(DOCUMENT EXTRACT):
○ ○ ○ ○

In addition, unlike other states in Malaysia that adhere to the Ash'ari creed and follow the Shafi'i school of thought in fiqh, the state of Perlis is the only state that practices the Salafi creed and recognizes all Sunni schools of jurisprudence. Resolution of the 67th Meeting of the Perlis State Fatwa Committee (2024), held on 22–23 March 2024 / 11–12 Ramadan 1445 AH, Meeting No. 1/67 of 2024:

- The creed (ʿaqīdah) that Muslims are obliged to follow is that of Ahl al-Sunnah wa al-Jamāʿah. At the same time, we acknowledge that there are differences of interpretation among the scholars of Ahl al-Sunnah wa al-Jamāʿah regarding the furūʿ (subsidiary or secondary) matters of creed.

○ ○ ○ ○

(PROVIDED INFORMATION):
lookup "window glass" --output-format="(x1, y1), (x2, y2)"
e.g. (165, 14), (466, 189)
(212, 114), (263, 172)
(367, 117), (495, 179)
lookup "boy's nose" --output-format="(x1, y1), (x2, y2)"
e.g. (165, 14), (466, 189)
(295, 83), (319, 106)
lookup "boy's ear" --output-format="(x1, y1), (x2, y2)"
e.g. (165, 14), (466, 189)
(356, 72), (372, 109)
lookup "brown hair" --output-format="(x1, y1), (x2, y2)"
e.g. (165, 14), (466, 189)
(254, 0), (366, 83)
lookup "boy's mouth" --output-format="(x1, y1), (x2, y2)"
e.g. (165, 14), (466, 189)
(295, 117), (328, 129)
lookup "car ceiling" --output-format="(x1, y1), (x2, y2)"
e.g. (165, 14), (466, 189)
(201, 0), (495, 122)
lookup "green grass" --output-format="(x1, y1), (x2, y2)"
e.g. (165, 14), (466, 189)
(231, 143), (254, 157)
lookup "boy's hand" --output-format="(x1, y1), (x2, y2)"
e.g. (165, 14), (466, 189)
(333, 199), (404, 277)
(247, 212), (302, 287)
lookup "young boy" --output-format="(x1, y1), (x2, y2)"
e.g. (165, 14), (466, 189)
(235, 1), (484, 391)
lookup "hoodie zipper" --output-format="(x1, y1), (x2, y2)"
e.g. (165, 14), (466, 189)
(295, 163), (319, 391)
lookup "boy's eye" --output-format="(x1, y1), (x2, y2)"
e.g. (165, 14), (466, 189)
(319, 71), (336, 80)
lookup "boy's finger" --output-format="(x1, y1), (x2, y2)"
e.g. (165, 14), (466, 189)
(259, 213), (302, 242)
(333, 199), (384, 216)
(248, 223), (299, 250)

○ ○ ○ ○

(REQUIRED TASKS):
1 - According to the text about Perlis, which creed does the state of Perlis practice?
2 - Repeat the stretch of the text about Perlis from "In addition, unlike" through "matters of creed." word for word.
Base your response solely on the text about Perlis.

(THE RESPONSES):
1 - The Salafi creed.

2 -
In addition, unlike other states in Malaysia that adhere to the Ash'ari creed and follow the Shafi'i school of thought in fiqh, the state of Perlis is the only state that practices the Salafi creed and recognizes all Sunni schools of jurisprudence. Resolution of the 67th Meeting of the Perlis State Fatwa Committee (2024), held on 22–23 March 2024 / 11–12 Ramadan 1445 AH, Meeting No. 1/67 of 2024:

- The creed (ʿaqīdah) that Muslims are obliged to follow is that of Ahl al-Sunnah wa al-Jamāʿah. At the same time, we acknowledge that there are differences of interpretation among the scholars of Ahl al-Sunnah wa al-Jamāʿah regarding the furūʿ (subsidiary or secondary) matters of creed.